→ What you are asked to do: Put every line from the one that contains "outline --target=blonde hair" through the end of the material into a numbered list, skipping any blank lines.

→ Data lines:
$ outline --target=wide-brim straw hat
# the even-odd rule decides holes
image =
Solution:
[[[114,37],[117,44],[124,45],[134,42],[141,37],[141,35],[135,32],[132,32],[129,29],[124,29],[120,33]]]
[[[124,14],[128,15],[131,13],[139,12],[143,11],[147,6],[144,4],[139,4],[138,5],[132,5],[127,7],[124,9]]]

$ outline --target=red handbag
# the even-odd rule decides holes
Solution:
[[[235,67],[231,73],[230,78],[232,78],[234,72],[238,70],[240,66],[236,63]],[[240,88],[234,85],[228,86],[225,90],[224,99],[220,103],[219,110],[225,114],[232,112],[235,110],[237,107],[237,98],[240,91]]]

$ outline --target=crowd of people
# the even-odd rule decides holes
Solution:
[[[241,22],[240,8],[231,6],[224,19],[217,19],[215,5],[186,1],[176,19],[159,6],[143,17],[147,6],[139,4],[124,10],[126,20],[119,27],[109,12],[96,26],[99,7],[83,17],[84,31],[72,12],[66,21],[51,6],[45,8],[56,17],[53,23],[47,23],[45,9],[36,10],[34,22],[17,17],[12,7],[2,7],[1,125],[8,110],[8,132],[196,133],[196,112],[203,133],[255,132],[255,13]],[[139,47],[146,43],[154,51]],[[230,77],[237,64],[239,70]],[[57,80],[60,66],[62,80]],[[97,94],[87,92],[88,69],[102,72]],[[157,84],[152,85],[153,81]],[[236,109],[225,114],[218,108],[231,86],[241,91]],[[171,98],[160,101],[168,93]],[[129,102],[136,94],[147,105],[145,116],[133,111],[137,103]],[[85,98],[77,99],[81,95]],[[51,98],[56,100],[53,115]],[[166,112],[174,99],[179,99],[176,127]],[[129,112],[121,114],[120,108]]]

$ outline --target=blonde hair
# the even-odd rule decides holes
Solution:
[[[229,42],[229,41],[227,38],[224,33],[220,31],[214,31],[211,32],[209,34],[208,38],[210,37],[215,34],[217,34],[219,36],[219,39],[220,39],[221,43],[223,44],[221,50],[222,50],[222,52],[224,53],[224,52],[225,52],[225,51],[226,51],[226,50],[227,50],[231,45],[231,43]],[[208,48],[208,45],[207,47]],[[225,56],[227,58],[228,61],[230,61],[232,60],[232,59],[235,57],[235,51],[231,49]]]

→ The output:
1. $ outline --target=blonde hair
2. # the even-odd rule decides holes
3. Solution:
4. [[[229,42],[229,41],[227,38],[224,33],[220,31],[214,31],[211,32],[209,34],[208,38],[210,37],[215,34],[217,34],[219,36],[219,39],[220,39],[221,43],[223,44],[221,50],[222,50],[222,52],[224,53],[224,52],[225,52],[225,51],[226,51],[226,50],[227,50],[231,45],[231,43]],[[208,48],[208,45],[207,47]],[[225,56],[227,58],[228,61],[230,61],[232,60],[232,59],[235,57],[235,51],[231,49]]]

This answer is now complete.